>>>

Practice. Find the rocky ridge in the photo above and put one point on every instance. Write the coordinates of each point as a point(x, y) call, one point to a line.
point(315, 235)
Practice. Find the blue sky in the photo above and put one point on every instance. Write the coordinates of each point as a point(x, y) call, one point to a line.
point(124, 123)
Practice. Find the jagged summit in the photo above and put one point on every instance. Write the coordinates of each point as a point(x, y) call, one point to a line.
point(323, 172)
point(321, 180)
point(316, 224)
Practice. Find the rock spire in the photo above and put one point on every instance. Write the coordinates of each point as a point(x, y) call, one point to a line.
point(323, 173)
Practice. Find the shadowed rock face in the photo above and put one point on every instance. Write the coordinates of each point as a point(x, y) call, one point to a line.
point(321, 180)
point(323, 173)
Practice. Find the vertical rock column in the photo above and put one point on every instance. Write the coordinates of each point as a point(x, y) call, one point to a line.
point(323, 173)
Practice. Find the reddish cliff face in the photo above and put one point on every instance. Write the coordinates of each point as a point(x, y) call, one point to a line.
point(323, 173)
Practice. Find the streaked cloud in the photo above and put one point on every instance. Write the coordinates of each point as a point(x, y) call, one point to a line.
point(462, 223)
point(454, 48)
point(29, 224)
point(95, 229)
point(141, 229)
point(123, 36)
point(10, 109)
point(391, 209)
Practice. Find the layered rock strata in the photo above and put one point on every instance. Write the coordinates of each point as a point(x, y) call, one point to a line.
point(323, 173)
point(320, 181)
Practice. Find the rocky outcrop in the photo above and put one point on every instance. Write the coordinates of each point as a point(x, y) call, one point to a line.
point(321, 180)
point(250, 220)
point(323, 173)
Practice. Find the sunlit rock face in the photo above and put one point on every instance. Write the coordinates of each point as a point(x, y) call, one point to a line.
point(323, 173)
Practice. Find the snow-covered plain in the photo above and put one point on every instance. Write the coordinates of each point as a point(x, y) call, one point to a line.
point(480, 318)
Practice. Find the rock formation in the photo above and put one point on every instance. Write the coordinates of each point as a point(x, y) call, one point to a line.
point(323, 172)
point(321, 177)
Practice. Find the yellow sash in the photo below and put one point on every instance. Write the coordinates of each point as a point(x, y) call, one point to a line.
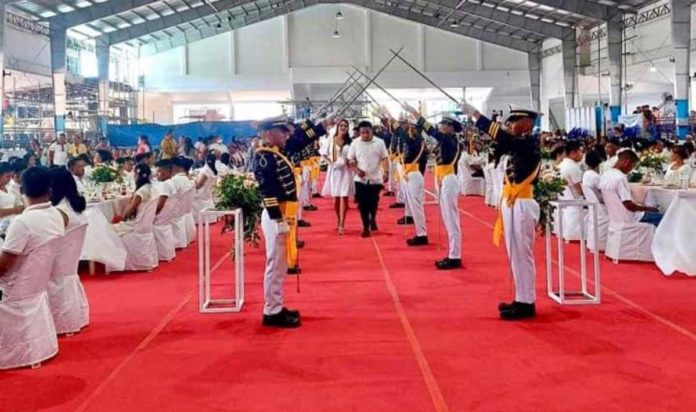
point(289, 210)
point(413, 167)
point(444, 170)
point(512, 192)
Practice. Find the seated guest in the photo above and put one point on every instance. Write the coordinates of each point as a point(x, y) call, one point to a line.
point(590, 179)
point(223, 165)
point(127, 164)
point(39, 224)
point(678, 168)
point(164, 186)
point(617, 193)
point(144, 192)
point(103, 157)
point(76, 166)
point(9, 207)
point(569, 169)
point(181, 167)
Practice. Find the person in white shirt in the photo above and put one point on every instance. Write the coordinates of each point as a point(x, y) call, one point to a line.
point(144, 192)
point(569, 169)
point(39, 224)
point(8, 203)
point(58, 152)
point(368, 157)
point(77, 168)
point(590, 179)
point(617, 193)
point(679, 168)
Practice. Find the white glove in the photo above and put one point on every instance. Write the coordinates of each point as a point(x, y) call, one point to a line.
point(467, 108)
point(282, 227)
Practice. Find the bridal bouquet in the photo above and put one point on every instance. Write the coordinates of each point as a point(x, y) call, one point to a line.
point(238, 190)
point(546, 190)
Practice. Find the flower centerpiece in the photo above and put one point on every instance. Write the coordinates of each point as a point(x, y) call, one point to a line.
point(240, 191)
point(546, 190)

<<<

* [WRITTEN INSTRUCTION]
Please copy the records again, beginning at their start and continuing through the line with "point(316, 224)" (both ends included), requests and all. Scale every coordinate in the answers by 0.9 and round to whole numbers, with halves rounded up.

* [EXERCISE ANSWER]
Practice. Find the rocky ridge in the photo above and put one point on every instance. Write the coordinates of each point as a point(x, y) call, one point to a line.
point(284, 212)
Practice. Find the blue sky in the photo above and put one point on every instance. Write the coordinates of each point as a point(x, y) call, one point to a line.
point(112, 111)
Practice. Find the jagged summit in the photo above and put one point on every instance. Write the coordinates of each point as a point(x, y) call, one point to a line.
point(291, 155)
point(289, 162)
point(284, 202)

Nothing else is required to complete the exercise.